**What to do**
Update the material from the line containing "In this exercise you will mark the tart" through the end of the material, inclusive, changing "tart crust" to "pie crust" and keeping everything else unchanged. Return only those lines.
****
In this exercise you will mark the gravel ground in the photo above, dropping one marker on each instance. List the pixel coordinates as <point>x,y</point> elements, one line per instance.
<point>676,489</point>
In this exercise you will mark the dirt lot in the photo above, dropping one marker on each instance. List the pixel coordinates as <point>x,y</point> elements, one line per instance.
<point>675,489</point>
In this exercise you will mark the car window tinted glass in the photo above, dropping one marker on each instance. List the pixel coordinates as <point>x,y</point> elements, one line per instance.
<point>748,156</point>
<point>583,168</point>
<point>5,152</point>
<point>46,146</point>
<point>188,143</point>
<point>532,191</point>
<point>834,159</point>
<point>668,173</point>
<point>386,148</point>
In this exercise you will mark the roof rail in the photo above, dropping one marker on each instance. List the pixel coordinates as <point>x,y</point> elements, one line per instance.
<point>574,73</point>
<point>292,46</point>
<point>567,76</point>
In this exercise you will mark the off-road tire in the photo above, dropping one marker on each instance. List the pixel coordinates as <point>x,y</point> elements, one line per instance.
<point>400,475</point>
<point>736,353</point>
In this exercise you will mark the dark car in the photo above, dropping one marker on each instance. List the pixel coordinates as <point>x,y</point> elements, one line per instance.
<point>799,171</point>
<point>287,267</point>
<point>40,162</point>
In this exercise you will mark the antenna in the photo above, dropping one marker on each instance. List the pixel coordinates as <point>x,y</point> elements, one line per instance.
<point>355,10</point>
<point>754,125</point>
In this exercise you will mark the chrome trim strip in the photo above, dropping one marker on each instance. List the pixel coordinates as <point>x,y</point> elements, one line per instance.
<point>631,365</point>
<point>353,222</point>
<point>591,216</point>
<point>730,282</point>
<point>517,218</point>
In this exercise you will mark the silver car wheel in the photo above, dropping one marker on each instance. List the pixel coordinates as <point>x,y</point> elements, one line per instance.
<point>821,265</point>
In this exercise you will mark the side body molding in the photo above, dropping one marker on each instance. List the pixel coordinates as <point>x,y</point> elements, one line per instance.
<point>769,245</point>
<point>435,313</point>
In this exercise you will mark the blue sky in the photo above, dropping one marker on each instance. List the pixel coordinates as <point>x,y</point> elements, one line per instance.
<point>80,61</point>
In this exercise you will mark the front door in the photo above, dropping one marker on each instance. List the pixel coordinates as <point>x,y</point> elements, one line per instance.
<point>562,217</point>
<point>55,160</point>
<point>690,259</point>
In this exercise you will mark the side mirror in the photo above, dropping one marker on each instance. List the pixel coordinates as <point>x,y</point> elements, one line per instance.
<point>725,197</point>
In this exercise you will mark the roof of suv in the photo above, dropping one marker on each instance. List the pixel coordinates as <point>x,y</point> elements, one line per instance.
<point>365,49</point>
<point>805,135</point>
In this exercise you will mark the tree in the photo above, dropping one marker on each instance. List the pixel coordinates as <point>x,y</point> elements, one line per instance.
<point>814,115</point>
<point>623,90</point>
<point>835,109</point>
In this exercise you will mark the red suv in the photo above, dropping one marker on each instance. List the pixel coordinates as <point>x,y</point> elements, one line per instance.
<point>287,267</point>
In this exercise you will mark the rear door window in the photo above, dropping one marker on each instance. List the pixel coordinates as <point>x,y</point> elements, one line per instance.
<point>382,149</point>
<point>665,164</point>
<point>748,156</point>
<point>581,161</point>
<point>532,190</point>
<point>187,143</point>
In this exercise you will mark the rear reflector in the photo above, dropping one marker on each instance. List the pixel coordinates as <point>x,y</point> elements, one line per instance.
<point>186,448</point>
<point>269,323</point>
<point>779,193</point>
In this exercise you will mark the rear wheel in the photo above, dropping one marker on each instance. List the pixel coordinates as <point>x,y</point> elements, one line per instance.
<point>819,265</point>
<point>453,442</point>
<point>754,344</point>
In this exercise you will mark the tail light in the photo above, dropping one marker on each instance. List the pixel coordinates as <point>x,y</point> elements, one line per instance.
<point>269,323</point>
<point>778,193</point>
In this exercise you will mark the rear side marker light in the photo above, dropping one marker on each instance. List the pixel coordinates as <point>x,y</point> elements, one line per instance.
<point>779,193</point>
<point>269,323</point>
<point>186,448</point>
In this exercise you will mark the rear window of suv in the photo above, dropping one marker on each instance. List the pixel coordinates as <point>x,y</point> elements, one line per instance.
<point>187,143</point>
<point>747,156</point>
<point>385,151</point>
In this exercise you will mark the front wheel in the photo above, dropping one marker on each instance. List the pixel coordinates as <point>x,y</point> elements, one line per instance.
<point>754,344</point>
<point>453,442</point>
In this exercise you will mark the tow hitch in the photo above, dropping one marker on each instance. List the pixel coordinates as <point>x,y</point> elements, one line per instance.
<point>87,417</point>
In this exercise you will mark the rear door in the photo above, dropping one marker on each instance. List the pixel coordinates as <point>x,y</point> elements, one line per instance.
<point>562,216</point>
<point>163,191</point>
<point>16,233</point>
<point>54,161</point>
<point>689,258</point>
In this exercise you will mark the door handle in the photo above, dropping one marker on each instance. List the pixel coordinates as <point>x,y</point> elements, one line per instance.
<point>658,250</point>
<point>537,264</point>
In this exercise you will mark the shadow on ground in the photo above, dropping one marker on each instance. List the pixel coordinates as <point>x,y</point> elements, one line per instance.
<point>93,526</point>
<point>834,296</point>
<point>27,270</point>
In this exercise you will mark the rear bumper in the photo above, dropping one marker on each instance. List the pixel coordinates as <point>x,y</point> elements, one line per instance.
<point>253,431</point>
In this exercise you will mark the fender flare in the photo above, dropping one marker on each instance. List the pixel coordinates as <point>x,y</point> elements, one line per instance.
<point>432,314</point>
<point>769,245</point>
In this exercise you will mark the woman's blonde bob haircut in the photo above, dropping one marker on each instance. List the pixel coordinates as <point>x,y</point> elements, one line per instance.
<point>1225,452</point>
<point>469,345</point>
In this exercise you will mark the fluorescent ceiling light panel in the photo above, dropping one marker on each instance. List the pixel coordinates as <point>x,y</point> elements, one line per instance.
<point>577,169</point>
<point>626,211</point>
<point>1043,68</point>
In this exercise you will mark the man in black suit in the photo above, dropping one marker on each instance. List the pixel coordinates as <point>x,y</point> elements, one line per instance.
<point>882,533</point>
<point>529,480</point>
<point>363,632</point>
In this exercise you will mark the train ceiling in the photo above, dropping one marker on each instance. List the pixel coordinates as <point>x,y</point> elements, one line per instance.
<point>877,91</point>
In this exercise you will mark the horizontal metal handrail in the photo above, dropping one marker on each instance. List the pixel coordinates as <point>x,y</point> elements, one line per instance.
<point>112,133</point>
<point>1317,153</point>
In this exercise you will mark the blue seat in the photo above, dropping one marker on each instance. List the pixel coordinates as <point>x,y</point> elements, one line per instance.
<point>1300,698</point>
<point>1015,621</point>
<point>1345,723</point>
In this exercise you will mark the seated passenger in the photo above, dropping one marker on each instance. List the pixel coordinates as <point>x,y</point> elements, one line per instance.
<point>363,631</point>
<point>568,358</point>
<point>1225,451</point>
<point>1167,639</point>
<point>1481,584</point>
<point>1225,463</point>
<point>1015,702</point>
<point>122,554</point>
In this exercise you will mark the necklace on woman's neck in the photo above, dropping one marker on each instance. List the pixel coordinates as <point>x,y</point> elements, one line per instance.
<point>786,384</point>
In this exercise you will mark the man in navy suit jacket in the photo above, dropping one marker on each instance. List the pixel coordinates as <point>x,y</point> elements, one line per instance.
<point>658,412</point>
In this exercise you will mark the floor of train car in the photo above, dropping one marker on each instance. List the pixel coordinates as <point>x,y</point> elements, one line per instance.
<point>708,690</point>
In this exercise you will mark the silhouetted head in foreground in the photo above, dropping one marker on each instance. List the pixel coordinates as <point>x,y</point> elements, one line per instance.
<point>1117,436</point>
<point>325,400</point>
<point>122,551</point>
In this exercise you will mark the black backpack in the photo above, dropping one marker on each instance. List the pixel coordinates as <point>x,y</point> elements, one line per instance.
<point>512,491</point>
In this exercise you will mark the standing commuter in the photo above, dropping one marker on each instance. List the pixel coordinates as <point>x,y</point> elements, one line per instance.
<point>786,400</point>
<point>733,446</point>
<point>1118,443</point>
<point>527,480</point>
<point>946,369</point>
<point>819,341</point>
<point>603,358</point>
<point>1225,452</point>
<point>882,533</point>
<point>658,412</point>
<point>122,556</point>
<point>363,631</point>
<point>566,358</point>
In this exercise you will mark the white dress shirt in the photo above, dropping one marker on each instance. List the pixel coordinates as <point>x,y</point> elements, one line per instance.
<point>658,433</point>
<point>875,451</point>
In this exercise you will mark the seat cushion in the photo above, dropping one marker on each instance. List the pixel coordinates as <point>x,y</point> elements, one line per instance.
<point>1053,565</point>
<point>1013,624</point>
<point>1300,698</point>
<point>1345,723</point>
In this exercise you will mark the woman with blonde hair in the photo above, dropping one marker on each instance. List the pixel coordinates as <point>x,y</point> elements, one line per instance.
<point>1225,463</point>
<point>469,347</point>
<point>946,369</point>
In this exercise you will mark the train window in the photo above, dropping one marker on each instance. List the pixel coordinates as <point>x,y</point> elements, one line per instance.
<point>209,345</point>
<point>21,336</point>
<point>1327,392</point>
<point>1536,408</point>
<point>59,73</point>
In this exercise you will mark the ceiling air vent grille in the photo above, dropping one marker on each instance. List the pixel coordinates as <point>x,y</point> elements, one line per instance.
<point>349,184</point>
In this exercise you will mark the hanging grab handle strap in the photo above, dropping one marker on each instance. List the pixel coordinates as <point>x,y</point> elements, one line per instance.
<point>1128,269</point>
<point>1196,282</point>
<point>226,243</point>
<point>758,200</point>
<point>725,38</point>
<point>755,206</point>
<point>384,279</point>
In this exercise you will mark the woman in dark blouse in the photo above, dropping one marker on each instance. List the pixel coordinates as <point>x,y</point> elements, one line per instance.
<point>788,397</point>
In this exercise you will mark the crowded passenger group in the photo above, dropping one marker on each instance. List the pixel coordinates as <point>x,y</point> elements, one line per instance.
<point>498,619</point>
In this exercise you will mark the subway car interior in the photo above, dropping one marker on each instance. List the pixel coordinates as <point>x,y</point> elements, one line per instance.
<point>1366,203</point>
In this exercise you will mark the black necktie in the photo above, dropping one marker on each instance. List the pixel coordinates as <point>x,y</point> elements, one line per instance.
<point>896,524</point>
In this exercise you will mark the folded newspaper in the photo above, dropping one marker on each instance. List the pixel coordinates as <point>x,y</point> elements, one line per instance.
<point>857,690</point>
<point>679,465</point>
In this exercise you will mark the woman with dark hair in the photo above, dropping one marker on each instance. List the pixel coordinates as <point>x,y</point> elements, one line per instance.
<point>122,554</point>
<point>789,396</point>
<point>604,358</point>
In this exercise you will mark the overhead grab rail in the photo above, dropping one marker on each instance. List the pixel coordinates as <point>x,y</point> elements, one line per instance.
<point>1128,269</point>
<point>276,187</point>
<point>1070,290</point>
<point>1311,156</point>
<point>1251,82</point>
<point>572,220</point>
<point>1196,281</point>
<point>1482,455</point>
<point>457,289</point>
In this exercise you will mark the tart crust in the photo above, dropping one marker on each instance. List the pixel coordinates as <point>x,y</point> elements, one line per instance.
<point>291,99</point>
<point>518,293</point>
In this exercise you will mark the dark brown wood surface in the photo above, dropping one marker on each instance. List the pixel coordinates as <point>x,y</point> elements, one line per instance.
****
**Task solution**
In this exercise you will mark the pie crust in the photo above, dropping one marker on each instance. List the pixel coordinates as <point>x,y</point> elements, one line per instance.
<point>291,99</point>
<point>518,293</point>
In this exercise you will mark the dark brown wood surface in the photo above, dropping one marker on each instance. List the pixel coordinates as <point>x,y</point> elements, one line per instance.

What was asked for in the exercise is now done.